──────── Available data
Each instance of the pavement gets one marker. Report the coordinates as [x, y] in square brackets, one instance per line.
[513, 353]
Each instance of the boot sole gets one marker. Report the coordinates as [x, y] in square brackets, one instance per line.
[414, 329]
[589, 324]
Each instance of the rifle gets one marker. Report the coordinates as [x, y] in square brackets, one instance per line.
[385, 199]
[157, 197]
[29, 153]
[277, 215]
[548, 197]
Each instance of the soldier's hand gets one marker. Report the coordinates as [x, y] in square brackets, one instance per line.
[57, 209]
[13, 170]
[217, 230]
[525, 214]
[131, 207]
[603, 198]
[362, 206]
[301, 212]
────────────────
──────── Available data
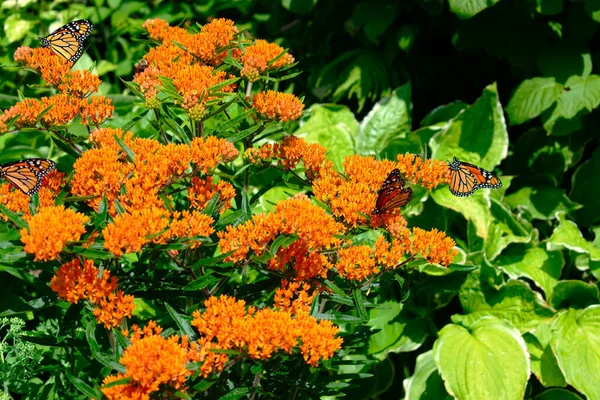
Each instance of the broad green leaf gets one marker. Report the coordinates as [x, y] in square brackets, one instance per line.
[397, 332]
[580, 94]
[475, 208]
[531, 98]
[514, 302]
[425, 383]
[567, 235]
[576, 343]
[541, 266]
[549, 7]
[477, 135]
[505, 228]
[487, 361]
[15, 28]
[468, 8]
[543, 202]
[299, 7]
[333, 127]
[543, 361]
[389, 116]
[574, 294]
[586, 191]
────────────────
──────── Available data
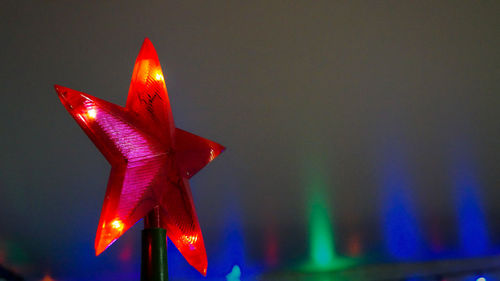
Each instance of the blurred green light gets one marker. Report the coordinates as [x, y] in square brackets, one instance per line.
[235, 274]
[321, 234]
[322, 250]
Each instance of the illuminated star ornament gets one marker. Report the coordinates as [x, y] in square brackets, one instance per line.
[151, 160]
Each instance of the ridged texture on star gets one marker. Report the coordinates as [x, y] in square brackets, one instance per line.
────────────────
Activity: Using the listing above, return word for word each line from the one that has "Each instance of the illuminated" through the one that has "Each instance of the ridged", and no line outside that range.

Answer to the exercise:
Each instance of the illuminated star ornament gets one marker. Report the coordinates as [x, y] in square brackets, one instance per line.
[151, 160]
Each instance of the ridged texture on star gets one marker. Report the coordinates as [x, y] in square brackets, one instance per line.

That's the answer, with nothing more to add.